• [Work order]:
For the records below, tally the lines that include the word "cloud" and give only the tally.

═══

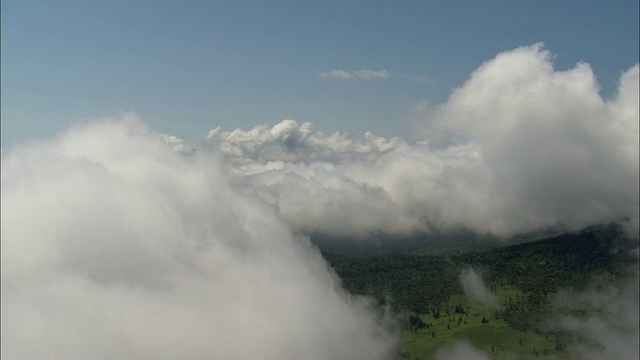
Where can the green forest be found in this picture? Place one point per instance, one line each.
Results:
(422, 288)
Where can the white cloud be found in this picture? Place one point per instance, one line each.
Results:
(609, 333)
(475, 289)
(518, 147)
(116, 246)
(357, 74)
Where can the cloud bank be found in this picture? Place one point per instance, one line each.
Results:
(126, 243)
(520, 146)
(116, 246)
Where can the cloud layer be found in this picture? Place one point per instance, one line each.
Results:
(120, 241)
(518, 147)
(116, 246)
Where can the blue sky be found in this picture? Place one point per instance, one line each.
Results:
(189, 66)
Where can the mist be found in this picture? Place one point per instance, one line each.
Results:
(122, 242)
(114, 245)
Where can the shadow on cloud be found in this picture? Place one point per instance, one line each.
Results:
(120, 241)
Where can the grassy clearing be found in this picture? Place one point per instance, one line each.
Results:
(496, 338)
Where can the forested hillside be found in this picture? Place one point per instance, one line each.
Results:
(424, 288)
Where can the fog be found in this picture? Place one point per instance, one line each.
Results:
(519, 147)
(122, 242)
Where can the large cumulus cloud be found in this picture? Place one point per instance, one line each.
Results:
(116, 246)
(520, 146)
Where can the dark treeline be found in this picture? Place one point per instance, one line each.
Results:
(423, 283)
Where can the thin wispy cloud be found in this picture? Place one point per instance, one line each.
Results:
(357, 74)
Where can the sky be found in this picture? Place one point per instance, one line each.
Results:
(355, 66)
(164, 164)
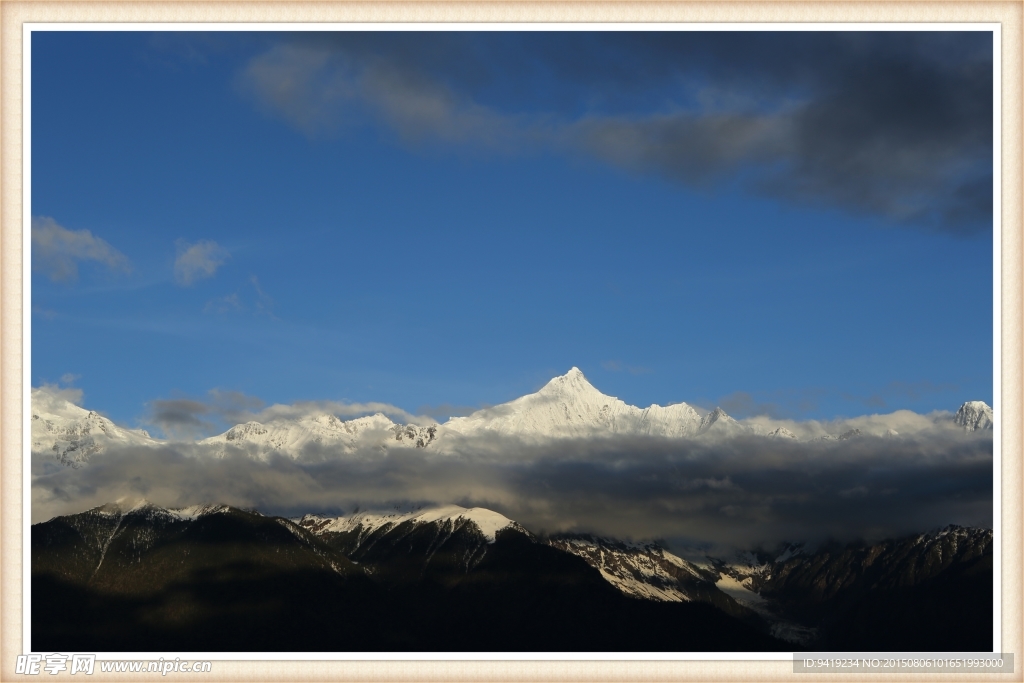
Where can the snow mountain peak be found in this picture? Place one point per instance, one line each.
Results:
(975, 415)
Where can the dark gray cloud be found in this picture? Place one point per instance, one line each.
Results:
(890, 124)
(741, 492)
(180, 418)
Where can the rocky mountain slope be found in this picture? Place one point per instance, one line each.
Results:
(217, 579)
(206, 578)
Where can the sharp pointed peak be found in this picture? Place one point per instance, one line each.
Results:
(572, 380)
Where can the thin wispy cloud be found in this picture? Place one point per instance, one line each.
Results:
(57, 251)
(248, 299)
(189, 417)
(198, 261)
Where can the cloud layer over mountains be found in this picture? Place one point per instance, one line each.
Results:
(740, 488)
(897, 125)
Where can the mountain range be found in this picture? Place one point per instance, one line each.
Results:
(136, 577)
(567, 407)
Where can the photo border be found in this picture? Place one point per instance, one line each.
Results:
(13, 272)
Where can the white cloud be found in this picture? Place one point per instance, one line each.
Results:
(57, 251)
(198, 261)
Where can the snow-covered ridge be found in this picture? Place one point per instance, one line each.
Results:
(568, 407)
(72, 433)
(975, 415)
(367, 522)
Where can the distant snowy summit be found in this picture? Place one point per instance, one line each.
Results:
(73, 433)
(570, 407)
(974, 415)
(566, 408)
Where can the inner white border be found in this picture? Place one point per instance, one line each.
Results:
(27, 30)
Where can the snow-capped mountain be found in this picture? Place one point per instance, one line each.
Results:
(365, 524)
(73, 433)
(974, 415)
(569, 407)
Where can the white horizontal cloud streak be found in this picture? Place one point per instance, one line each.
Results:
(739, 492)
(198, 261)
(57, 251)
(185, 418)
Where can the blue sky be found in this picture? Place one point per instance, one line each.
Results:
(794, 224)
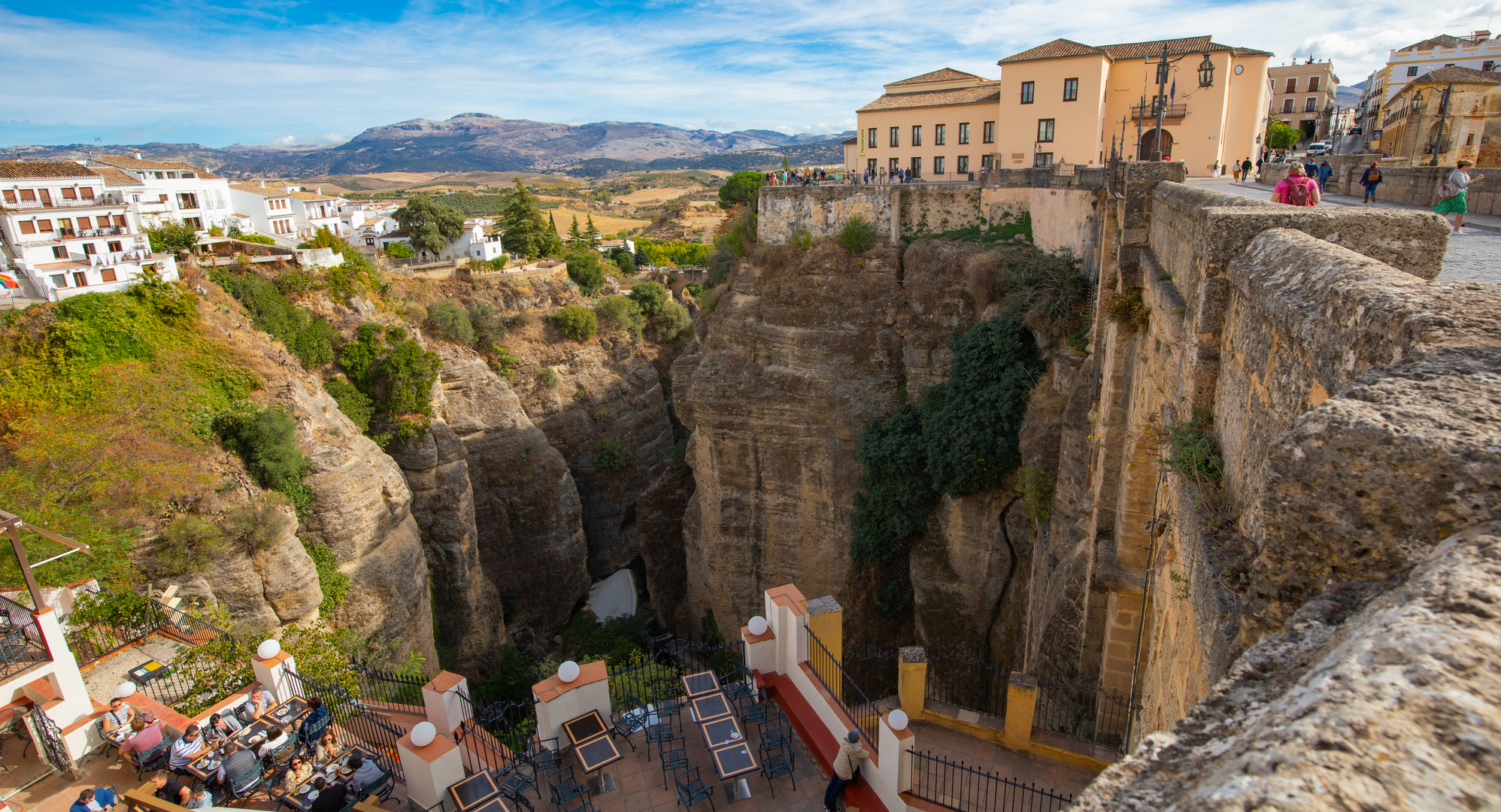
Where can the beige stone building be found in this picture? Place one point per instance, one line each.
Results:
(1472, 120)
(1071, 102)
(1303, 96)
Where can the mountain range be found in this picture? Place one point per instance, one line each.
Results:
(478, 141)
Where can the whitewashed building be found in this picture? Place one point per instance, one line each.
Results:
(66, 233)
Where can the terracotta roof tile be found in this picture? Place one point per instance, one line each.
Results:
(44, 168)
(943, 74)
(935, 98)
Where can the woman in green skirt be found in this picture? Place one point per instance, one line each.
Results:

═══

• [Exercise output]:
11